Okuma Metni -

_____

Dünya Kupası, sabah 9:30 daki maç için kalkmak, ilk yarıyı yarı baygın izlemek, devre arasında 5 dakika gözleri kapamak ve uyuyup ikinci yarıyı kaçırmaktır.
Dünya Kupası, maç izleme bahanesiyle arkadaşla buluşup bol bol sohbet etmek, göz ucuyla televiyona bakmaktır.
Dünya Kupası, yazlık mekanda denizden çıkıp çay bahçesine gitmek, bir yandan maç izlemek, bir yandan da şişe kola ile serinlemektir.
Dünya Kupası, ülkemiz katılmadığı zaman kupa öncesi en güçlüyü tutmak, maç içinde güçsüzü tutmak demektir. İran'ın Amerika'yı yenmesi, Senegal'in Fransa'yı yenmesi, Angola'nın Portekiz'e ezilmemesidir.
Dünya Kupası, panini çıkartmalarını tamamlamak, Şili'ye, Meksika'ya, Paraguay'a bakıp ''bunlar bize benziyor be'' demek, Koreli'yi görüp ''lan bunlar da birbirine benziyor be'' demektir.
Dünya Kupası, 80'li yıllarda tek kanallı televiyon nedeniyle annenin bile ilgi duymasıdır.

_____

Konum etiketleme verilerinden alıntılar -
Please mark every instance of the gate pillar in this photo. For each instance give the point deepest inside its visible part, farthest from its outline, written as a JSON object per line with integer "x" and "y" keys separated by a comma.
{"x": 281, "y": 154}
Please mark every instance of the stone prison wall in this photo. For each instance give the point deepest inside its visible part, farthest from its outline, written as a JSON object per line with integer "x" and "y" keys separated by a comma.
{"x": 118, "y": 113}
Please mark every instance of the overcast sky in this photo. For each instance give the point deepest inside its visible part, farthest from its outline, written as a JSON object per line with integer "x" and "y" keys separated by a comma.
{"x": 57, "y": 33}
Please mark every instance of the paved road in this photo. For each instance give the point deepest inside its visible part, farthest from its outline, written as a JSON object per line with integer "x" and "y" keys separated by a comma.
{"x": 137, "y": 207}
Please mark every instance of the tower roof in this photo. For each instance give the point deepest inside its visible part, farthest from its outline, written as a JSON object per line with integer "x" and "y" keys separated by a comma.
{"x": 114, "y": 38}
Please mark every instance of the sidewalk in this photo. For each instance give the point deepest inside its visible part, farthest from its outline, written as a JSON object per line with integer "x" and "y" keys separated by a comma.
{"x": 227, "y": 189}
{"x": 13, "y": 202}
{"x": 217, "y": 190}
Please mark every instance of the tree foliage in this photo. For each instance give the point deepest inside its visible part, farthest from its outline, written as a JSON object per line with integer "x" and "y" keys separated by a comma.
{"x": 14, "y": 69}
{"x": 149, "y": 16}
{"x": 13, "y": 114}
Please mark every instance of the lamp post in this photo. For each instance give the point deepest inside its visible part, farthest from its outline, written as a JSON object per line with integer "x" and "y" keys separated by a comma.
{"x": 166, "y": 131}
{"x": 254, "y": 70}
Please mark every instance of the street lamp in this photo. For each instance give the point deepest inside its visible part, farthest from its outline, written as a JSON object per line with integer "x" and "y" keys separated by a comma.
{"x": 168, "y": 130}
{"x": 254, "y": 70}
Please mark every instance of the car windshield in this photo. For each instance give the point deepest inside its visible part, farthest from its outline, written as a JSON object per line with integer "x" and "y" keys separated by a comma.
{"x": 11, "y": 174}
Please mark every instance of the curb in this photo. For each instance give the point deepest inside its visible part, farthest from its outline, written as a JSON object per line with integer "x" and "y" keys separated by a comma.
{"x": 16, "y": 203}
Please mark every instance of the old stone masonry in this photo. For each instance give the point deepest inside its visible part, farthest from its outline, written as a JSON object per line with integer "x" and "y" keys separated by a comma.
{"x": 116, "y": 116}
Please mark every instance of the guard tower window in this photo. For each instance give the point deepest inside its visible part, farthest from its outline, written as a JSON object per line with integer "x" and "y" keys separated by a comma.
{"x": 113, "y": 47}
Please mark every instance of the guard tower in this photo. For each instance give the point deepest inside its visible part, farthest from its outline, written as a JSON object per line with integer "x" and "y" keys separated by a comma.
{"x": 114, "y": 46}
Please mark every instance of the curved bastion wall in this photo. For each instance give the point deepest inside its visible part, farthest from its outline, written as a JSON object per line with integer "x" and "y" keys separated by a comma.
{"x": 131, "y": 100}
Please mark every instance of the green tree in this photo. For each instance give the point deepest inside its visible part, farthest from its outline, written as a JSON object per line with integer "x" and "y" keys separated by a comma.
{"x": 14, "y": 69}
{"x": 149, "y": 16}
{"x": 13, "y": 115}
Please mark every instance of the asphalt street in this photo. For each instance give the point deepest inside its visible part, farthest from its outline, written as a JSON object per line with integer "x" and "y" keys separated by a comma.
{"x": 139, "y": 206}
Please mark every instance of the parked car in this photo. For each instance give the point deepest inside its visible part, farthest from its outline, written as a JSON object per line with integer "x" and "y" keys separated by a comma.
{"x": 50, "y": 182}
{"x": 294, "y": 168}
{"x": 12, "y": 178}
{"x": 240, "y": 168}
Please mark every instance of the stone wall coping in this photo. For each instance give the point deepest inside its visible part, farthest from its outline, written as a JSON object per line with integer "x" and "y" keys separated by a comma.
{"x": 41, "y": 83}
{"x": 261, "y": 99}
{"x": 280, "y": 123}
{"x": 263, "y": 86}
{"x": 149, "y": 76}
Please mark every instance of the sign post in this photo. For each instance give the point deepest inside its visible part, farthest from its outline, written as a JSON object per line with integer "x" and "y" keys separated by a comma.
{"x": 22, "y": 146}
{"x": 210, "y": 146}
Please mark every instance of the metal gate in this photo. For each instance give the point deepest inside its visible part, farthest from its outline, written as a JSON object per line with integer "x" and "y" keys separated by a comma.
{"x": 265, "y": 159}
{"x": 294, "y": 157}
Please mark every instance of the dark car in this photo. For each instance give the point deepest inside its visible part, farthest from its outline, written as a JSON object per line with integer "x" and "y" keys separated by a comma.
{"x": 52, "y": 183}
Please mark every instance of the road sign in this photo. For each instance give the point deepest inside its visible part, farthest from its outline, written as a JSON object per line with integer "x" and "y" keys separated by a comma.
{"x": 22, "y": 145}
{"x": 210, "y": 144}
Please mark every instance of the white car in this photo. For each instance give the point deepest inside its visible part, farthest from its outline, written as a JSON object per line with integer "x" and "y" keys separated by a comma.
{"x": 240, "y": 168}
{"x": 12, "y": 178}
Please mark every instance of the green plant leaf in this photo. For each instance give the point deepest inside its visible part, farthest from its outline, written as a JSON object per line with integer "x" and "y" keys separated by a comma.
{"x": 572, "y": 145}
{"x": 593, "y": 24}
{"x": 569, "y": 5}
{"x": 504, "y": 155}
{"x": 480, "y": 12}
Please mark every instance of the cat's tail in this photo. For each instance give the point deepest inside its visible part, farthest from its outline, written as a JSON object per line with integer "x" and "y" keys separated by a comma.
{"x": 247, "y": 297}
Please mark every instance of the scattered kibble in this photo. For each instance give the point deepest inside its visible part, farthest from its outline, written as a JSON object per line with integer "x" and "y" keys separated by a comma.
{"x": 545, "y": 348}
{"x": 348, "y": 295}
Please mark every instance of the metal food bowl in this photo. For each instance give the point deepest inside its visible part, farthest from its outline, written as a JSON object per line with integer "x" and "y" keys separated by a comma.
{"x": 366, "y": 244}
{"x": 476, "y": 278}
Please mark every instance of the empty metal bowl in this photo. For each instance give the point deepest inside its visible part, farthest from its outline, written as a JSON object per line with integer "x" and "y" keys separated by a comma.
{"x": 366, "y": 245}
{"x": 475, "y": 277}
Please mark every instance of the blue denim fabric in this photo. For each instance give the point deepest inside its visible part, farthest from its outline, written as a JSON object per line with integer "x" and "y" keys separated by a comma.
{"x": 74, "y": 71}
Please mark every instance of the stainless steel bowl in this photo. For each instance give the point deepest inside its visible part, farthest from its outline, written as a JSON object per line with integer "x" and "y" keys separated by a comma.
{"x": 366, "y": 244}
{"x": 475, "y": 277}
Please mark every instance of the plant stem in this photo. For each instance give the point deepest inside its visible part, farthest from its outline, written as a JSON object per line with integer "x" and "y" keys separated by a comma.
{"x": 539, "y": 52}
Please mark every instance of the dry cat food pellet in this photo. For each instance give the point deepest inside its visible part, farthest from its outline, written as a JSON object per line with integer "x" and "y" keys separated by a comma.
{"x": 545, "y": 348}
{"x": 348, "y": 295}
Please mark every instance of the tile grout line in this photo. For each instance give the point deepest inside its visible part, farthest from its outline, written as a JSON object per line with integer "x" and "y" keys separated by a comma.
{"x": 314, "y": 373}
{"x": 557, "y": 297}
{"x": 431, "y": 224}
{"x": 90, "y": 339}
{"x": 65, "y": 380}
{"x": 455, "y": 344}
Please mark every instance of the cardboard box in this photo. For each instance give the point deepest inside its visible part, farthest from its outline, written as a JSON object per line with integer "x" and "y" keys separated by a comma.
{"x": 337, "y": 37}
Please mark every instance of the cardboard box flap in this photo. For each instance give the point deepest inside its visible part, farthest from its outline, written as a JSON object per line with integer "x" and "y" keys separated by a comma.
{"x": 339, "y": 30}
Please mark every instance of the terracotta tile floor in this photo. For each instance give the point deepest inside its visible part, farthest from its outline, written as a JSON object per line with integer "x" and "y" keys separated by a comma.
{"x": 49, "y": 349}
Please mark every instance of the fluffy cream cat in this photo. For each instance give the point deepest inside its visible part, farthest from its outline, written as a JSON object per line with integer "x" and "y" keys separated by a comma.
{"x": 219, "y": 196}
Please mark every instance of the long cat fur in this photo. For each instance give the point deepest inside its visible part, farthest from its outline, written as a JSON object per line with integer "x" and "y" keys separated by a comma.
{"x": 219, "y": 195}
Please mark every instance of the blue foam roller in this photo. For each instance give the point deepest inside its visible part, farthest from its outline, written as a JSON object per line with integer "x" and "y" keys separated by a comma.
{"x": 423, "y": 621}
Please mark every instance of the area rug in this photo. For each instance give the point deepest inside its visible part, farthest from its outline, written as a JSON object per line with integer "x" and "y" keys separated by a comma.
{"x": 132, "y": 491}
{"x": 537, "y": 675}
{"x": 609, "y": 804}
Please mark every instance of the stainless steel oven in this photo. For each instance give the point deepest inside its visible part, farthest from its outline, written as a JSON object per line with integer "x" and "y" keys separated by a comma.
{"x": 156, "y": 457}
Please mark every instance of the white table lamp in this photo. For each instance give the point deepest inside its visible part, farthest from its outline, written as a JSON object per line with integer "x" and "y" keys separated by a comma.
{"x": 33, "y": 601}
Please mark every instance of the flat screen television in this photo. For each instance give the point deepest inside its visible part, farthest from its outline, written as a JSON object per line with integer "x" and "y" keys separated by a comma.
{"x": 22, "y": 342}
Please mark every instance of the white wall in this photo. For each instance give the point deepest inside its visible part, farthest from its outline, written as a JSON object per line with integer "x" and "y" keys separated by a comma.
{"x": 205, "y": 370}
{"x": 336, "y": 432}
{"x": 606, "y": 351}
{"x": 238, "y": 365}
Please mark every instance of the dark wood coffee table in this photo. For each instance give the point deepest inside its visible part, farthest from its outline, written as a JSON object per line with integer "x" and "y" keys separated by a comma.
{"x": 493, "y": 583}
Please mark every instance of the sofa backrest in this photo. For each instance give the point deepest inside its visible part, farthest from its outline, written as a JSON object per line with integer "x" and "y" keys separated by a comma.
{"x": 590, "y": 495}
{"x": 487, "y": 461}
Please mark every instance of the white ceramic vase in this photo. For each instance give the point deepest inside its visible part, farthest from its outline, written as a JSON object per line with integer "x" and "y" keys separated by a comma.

_____

Görevler -
1. Okuma metnindeki "Dünya Kupası, yazlık mekanda denizden çıkıp çay bahçesine gitmek, bir yandan maç izlemek, bir yandan da şişe kola ile serinlemektir." cümlesini İngilizceye çevirin.
2. Kayıtlardan "dark" sözcüğünü içeren bütün satırları toplayıp aynen aktarın.

Çözümler -
1. The World Cup is getting out of the sea at a summer spot and heading to a tea garden, watching the match on the one hand and cooling off with a bottle of cola on the other.

2.
Please mark every instance of the dark car in this photo. For each instance give the point deepest inside its visible part, farthest from its outline, written as a JSON object per line with integer "x" and "y" keys separated by a comma.
Please mark every instance of the dark wood coffee table in this photo. For each instance give the point deepest inside its visible part, farthest from its outline, written as a JSON object per line with integer "x" and "y" keys separated by a comma.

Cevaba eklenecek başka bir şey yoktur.